DATA EXCERPTS:
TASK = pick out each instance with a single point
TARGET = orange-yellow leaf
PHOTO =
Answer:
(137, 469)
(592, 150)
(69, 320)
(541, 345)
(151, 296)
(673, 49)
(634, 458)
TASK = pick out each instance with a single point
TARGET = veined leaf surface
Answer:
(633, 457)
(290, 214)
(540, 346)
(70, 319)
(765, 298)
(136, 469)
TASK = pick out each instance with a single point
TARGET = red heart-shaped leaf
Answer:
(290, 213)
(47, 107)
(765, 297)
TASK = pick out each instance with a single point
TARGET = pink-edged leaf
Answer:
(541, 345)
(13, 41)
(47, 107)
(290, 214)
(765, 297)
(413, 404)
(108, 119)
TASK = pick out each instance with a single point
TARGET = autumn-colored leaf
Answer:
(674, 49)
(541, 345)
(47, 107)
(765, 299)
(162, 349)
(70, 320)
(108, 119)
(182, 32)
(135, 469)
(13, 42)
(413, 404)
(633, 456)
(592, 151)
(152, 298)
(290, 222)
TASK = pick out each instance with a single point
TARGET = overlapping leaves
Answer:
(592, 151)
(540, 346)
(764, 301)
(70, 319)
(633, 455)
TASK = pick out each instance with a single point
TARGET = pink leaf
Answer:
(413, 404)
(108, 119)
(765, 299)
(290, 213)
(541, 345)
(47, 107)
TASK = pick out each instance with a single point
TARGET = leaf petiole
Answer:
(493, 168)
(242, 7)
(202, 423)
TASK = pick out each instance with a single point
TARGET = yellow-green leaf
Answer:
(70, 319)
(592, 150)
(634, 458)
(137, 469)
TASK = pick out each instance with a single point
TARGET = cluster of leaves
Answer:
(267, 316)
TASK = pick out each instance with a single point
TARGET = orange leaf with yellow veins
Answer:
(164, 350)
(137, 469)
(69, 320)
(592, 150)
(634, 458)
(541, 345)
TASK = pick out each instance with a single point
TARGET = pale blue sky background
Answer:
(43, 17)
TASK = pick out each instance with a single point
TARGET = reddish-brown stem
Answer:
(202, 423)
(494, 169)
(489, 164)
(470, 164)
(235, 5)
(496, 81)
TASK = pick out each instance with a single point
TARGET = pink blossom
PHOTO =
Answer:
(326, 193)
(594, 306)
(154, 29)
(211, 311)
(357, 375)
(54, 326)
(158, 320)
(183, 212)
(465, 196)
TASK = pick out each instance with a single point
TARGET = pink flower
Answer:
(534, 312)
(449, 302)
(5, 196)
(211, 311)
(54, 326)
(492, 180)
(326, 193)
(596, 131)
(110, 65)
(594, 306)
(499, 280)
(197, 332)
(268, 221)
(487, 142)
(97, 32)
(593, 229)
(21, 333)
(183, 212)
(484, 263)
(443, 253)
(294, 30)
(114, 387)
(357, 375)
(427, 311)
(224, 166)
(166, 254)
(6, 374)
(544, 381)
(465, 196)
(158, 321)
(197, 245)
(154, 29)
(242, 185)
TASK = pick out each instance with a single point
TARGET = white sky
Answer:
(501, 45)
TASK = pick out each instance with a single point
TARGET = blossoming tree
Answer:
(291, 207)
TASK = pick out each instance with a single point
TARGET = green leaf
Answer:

OBJECTIVE:
Produce an exact copy of all the records.

CORRECT RESULT:
TASK = pick out each instance with a single point
TARGET = orange-yellow leaf
PHOTO =
Answer:
(137, 469)
(592, 150)
(69, 320)
(541, 345)
(151, 296)
(673, 49)
(634, 458)
TASK = pick out each instance with a single point
TARGET = veined leaf surface
Answer:
(633, 457)
(290, 214)
(540, 346)
(70, 319)
(765, 298)
(136, 469)
TASK = pick out each instance with a single point
TARGET = red heart-shaped leaf
Answer:
(290, 213)
(47, 107)
(765, 297)
TASK = pick out each instance with a single point
TARGET = pink-edged leaf
Answer:
(541, 345)
(13, 41)
(47, 107)
(290, 214)
(765, 297)
(413, 404)
(108, 119)
TASK = pick out each instance with a single point
TARGET = autumn-colored leaf
Answer:
(674, 49)
(541, 345)
(47, 107)
(765, 299)
(162, 349)
(70, 320)
(108, 119)
(182, 32)
(135, 469)
(13, 42)
(413, 404)
(633, 456)
(592, 151)
(152, 298)
(290, 222)
TASK = pick out each instance with a single point
TARGET = overlapping leaves
Answer:
(592, 151)
(540, 346)
(764, 301)
(70, 319)
(633, 455)
TASK = pick out each instance with a single point
TARGET = pink leaf
Answer:
(413, 404)
(108, 119)
(765, 299)
(290, 213)
(541, 345)
(47, 107)
TASK = pick out each instance with a single point
TARGET = leaf petiole
Answer:
(493, 168)
(242, 7)
(202, 423)
TASK = pick out each instance with a single point
TARGET = yellow-green leaf
Answer:
(70, 319)
(592, 150)
(634, 458)
(137, 469)
TASK = pick out each instance with a single point
TARGET = cluster of leaves
Answer:
(267, 316)
TASK = pick out each instance with a single point
TARGET = orange leaf with yellow veins
Answer:
(164, 350)
(137, 469)
(69, 320)
(592, 150)
(634, 458)
(541, 345)
TASK = pick out each instance with a single point
TARGET = pale blue sky background
Answer:
(43, 17)
TASK = pick out each instance with a single point
TARGET = reddish-brown stem
Answer:
(202, 423)
(494, 169)
(489, 164)
(470, 164)
(235, 5)
(496, 81)
TASK = pick out each instance with a single point
TARGET = pink blossom
PHOTO =
Answer:
(326, 193)
(594, 306)
(154, 29)
(211, 311)
(357, 375)
(54, 326)
(158, 320)
(183, 212)
(465, 196)
TASK = pick out each instance with a single point
TARGET = pink flower
Answer:
(534, 312)
(449, 302)
(5, 196)
(211, 311)
(54, 326)
(492, 180)
(326, 193)
(596, 131)
(110, 65)
(594, 306)
(499, 280)
(197, 332)
(268, 221)
(487, 142)
(97, 32)
(593, 229)
(21, 333)
(183, 212)
(484, 263)
(443, 253)
(294, 30)
(114, 387)
(357, 375)
(427, 311)
(224, 166)
(166, 254)
(6, 374)
(544, 381)
(465, 196)
(158, 321)
(197, 245)
(154, 29)
(242, 185)
TASK = pick out each instance with a single point
TARGET = white sky
Answer:
(501, 45)
TASK = pick out each instance with a single point
TARGET = blossoming tree
Answer:
(291, 207)
TASK = pick out each instance with a single point
TARGET = green leaf
Answer:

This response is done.